## Records shown
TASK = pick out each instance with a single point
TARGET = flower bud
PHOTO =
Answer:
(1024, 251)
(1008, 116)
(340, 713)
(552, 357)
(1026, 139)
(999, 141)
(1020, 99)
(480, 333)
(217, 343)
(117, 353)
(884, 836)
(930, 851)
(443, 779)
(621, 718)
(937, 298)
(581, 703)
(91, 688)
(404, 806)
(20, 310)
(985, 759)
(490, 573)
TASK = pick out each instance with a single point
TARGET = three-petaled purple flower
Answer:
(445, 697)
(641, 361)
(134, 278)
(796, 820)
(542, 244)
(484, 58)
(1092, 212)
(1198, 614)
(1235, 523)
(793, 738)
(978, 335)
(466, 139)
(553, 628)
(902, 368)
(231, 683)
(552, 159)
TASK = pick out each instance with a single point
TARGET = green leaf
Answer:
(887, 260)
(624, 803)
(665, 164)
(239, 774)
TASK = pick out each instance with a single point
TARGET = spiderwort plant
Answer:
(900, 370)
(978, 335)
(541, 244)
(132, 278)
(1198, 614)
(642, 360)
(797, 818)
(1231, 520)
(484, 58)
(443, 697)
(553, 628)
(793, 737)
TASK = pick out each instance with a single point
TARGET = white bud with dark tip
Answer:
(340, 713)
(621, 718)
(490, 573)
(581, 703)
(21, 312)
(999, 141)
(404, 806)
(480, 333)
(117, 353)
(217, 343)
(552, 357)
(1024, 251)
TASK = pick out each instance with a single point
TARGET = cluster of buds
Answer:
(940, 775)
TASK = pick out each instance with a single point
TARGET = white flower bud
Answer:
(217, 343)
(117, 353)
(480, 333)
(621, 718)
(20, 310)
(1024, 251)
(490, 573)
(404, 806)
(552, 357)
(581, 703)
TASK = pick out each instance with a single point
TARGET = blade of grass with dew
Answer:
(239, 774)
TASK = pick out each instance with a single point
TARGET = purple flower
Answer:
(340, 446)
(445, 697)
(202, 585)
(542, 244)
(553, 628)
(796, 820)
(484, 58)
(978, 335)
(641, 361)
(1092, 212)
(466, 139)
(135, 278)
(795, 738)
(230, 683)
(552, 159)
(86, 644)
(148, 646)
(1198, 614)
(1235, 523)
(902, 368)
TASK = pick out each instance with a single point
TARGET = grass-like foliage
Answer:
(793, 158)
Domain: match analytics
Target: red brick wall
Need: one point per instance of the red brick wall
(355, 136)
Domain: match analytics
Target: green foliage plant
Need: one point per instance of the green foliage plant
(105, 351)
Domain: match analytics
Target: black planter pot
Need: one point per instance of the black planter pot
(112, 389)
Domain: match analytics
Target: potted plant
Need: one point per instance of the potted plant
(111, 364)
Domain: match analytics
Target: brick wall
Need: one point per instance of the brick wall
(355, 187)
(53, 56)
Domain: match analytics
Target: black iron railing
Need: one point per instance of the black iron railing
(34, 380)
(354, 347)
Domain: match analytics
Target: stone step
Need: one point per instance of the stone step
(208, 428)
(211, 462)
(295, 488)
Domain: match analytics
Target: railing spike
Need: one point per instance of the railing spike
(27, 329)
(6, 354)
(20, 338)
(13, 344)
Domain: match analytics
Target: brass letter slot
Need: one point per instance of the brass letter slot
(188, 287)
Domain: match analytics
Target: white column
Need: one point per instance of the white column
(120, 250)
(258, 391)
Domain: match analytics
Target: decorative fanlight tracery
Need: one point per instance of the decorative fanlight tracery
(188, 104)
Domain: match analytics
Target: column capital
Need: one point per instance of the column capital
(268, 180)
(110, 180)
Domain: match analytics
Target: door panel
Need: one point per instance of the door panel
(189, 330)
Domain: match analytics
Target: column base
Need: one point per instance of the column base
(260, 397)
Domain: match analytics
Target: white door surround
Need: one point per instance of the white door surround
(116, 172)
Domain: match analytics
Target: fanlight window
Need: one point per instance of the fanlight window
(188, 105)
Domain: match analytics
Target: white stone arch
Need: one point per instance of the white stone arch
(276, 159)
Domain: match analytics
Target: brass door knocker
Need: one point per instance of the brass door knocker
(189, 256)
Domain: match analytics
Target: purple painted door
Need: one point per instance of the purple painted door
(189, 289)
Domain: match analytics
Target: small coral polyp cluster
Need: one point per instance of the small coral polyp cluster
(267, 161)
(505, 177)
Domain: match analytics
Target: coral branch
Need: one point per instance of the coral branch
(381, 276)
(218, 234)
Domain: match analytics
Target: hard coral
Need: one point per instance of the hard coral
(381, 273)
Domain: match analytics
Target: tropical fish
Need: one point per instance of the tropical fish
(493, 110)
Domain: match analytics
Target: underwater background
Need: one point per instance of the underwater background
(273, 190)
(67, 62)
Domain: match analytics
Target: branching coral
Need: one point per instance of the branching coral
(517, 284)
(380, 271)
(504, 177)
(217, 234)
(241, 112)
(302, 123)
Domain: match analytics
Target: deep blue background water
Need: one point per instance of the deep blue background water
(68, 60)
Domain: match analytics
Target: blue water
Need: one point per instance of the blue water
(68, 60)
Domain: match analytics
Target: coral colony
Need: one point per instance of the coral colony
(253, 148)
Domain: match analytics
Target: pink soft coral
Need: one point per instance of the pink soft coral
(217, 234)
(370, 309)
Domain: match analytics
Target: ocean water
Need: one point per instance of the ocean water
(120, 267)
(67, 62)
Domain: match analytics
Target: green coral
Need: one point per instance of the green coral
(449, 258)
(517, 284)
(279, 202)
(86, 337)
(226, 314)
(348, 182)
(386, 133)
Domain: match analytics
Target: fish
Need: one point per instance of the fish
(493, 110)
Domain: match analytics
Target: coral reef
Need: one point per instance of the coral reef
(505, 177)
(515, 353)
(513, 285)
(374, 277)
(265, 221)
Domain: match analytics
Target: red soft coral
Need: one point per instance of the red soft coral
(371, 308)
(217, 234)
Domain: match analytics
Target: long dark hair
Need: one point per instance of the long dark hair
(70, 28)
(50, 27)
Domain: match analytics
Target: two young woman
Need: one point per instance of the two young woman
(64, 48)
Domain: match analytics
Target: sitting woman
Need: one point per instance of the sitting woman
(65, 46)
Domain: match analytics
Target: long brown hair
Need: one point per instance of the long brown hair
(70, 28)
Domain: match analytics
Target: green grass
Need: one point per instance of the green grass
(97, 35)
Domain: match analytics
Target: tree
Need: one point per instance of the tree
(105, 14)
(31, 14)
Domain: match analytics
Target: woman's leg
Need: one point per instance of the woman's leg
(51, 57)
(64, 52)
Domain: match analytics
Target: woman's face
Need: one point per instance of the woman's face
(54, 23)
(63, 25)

## Short problem
Collect every line of the data above that contains the word "tropical".

## Result of this task
Target: tropical fish
Need: one point per instance of the tropical fish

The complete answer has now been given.